[Excerpted passage Boundary: Start]

Bill Shorten has promised to "stop the rot" of penalty rate cuts if Labor wins the next election.
Mr Shorten dragged his daughters along for the ride as he campaigned at Luna Park in Melbourne on Saturday.
The opposition leader was there to pay tribute to workers who gave up their weekends and school holidays so others could have fun.
Speaking to a dozen employees before they opened the gates to the famous amusement park, Mr Shorten bemoaned the fact some Australian workers stood to lose hundreds of dollars over the 10-day Easter break.
In an industrial relations rallying cry, he conceded the Luna Park workers were safe from recent penalty rate cuts, thanks to a deal struck between their bosses and union.
"But hundreds of thousands of people have had their penalty rates cut," he said.
Labor has promised to reverse the reductions within 100 days if it wins the May 18 election.
"Everything is going up in Australia except people's wages, and the rot stops when we reverse the cuts to penalty rates," Mr Shorten said.
"We believe that the lowest paid workers in Australia - when they give up their time away from their family, when they serve and make sure the rest of us are having a great time -you shouldn't have to pay for it with a cut to your own pay."
Labor has calculated retail, hospitality and pharmacy workers will lose between $220 and $370 in slashed penalty rates over Easter.
And the Labor leader claims the cuts are only the beginning, warning bigger reductions are in store if the coalition is returned to power.
The Fair Work Commission approved the penalty rate reductions, with further cuts to be phased in from July.
Mr Shorten defended his unusual - but not unprecedented - plan to overturn their decision through legislation.
"Our position is not taken lightly. We respect the independent umpire, but they got this one wrong," he said.
He resisted the urge to climb aboard Luna Park's dodgem cars, conscious of how hooning around and crashing into children might look on the nightly news.
But he might regret taking his youngest daughter for a turn on the carousel.
Mr Shorten copped a barrage of questions about the price of his climate change targets when he fronted the media.
Less than an hour later, the prime minister delighted in Mr Shorten's refusal to provide a figure.
"He's stuck on a costings merry-go-round which he doesn't seem to be able to get off," Scott Morrison told reporters in Sydney.
Meanwhile, Mr Shorten is demanding answers over the coalition's purchases of water under the Murray-Darling Basin plan.
He wants to know if the prime minister is convinced that $80 million worth of water buy-backs are above board.
'Produce all the documents," he said.
"Our river system is stuffed and it is stuffed because this is a government who hasn't had a plan to look after the whole of the river basin."

[Excerpted passage Boundary: End]

▶ To do
- a) According to the news report, within how many days has Labor promised to reverse the penalty rate reductions?
- b) Reproduce the part of the news report that begins at the words "Less than an" and ends after "are above board.".
Rely on the news report alone.

[Records Boundary: Start]

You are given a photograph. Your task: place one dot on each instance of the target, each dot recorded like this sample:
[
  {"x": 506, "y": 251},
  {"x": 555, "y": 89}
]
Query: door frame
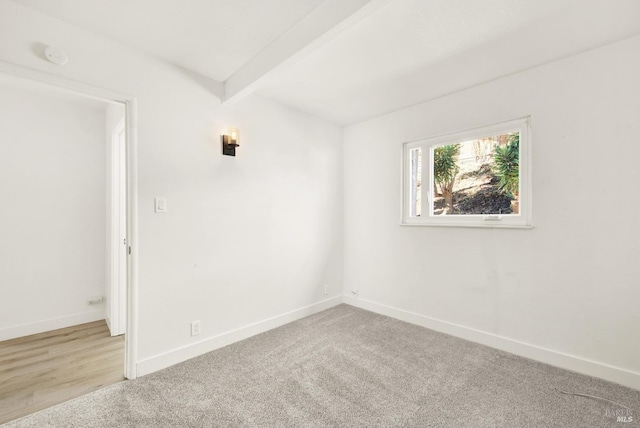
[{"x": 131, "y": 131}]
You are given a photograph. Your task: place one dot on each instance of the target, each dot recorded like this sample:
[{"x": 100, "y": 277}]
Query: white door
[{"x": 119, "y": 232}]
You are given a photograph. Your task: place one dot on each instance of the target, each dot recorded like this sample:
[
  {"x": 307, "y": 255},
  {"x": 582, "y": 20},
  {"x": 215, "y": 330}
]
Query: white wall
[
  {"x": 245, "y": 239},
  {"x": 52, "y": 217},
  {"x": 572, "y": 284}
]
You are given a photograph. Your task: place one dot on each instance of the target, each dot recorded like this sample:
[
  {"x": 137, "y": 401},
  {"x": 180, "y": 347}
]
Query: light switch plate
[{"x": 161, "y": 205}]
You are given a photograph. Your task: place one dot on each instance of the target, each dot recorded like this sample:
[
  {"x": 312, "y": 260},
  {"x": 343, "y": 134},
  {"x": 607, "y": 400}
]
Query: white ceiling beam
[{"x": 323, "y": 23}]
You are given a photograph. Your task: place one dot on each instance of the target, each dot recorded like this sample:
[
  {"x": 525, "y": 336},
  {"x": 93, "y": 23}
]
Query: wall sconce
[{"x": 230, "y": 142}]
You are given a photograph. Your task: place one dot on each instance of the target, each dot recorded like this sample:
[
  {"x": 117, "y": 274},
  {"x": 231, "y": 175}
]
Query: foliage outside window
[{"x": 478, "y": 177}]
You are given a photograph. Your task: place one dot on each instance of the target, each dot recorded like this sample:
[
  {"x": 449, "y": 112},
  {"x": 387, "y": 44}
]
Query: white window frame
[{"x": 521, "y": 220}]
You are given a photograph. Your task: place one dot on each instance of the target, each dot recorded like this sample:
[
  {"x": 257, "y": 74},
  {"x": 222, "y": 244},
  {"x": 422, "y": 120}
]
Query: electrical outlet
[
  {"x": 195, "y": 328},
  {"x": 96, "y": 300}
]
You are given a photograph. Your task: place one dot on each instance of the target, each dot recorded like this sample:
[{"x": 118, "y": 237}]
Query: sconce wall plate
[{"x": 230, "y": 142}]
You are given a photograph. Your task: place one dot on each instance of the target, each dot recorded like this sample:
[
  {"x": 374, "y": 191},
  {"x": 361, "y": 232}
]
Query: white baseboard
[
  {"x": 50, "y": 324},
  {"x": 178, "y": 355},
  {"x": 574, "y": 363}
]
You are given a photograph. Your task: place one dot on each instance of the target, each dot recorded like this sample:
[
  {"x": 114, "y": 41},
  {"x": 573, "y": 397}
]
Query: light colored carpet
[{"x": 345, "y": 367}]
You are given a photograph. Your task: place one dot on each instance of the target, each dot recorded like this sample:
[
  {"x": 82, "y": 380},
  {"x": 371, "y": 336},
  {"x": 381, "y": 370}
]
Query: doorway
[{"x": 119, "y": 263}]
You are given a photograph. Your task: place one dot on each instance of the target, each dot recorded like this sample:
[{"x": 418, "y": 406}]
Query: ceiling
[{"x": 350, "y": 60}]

[Records Boundary: End]
[Records Boundary: Start]

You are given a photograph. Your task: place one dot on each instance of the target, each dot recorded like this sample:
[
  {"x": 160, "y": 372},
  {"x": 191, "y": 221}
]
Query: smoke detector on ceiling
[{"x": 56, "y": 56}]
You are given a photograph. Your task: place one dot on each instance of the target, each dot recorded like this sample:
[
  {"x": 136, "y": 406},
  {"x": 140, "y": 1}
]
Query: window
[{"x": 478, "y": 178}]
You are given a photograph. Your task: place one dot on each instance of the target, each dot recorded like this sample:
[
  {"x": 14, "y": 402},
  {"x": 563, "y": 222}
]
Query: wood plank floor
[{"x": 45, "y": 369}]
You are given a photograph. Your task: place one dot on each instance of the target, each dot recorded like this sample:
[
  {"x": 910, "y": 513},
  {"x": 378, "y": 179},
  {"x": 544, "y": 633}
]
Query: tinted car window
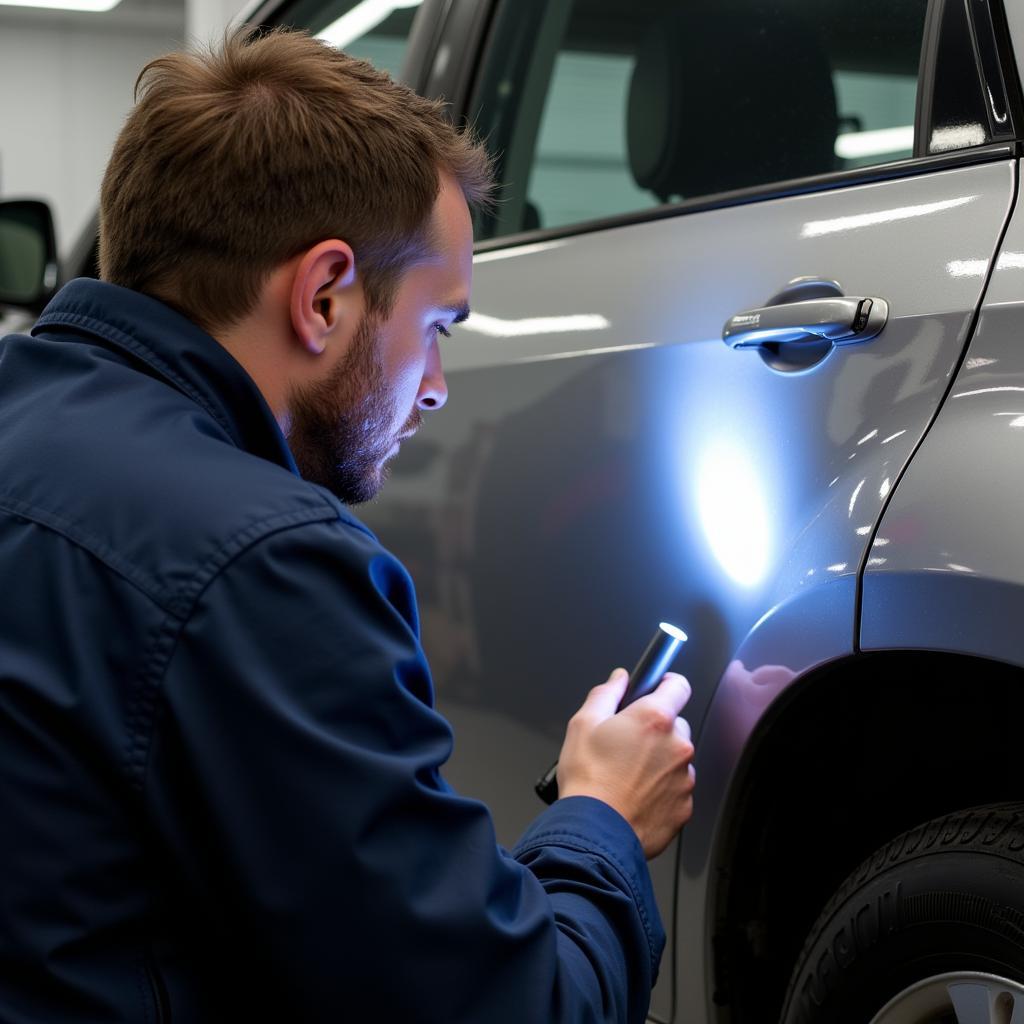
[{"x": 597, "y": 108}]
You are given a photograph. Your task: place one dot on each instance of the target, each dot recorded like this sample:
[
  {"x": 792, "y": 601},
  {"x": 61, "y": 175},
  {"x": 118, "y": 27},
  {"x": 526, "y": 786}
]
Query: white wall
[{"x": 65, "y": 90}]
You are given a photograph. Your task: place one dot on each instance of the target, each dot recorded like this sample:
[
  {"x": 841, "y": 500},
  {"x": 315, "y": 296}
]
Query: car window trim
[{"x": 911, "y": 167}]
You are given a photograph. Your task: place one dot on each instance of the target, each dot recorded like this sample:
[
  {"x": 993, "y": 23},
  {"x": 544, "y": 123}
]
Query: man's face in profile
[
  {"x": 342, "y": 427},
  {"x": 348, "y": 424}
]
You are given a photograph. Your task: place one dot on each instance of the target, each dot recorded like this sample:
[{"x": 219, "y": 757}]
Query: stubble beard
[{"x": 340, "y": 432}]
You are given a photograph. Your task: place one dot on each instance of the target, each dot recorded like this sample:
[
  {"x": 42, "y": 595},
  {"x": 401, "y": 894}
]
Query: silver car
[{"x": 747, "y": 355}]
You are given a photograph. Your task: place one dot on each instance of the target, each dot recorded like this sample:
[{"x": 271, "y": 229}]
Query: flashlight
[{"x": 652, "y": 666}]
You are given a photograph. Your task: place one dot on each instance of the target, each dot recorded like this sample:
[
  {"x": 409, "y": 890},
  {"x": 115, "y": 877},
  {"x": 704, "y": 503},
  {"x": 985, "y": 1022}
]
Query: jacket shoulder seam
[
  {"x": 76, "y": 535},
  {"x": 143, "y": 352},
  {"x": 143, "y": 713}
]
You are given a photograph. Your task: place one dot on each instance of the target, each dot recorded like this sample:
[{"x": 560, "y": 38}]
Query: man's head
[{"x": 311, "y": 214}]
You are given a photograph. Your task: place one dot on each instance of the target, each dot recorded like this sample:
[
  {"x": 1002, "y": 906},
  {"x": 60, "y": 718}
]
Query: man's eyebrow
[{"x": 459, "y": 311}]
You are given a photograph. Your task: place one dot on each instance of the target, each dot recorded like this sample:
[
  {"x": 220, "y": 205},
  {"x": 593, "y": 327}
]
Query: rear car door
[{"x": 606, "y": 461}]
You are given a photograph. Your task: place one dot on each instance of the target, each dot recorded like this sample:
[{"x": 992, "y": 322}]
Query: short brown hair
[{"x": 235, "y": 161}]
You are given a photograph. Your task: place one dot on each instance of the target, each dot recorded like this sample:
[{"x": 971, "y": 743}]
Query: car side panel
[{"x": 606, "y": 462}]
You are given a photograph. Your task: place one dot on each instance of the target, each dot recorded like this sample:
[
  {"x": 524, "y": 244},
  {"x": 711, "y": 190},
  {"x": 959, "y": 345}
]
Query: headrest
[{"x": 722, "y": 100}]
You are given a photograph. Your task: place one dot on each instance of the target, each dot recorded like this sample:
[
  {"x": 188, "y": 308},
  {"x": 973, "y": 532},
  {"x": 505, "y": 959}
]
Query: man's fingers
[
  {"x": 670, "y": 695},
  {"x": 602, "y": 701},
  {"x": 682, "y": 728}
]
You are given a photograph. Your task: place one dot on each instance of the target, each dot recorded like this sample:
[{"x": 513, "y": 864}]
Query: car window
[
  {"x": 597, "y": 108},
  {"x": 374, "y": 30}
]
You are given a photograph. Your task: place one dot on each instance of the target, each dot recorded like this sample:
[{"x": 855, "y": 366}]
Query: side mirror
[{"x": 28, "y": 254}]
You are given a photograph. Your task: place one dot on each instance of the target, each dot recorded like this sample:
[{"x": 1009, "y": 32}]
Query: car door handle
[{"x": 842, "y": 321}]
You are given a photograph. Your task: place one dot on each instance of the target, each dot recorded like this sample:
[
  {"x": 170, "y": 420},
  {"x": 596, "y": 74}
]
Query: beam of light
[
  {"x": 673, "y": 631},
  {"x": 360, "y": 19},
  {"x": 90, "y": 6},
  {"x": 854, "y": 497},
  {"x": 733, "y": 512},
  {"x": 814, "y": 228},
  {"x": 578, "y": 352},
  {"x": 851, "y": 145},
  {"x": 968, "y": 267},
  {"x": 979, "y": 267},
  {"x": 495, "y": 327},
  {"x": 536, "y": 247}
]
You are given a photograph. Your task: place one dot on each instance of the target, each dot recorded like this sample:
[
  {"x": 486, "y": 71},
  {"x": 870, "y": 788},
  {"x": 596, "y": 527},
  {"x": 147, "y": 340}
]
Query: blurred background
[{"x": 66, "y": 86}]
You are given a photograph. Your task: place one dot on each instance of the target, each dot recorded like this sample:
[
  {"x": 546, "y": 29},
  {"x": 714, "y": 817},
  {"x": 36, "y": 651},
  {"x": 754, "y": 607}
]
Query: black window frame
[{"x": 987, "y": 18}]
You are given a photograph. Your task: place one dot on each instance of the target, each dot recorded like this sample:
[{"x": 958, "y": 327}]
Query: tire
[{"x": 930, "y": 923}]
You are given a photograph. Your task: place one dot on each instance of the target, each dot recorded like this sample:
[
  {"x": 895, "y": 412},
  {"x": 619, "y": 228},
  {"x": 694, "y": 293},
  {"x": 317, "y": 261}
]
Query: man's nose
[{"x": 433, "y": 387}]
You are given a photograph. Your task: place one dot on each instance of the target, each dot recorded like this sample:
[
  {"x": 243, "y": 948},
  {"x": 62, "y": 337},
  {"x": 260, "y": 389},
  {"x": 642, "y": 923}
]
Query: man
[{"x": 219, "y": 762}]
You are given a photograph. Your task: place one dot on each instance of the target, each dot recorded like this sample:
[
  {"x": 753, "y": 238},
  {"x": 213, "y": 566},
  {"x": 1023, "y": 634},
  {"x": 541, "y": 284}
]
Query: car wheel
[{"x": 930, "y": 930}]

[Records Boundary: End]

▶ Problem solutions
- a) Within 100 days, if it wins the May 18 election.

- b)
Less than an hour later, the prime minister delighted in Mr Shorten's refusal to provide a figure.
"He's stuck on a costings merry-go-round which he doesn't seem to be able to get off," Scott Morrison told reporters in Sydney.
Meanwhile, Mr Shorten is demanding answers over the coalition's purchases of water under the Murray-Darling Basin plan.
He wants to know if the prime minister is convinced that $80 million worth of water buy-backs are above board.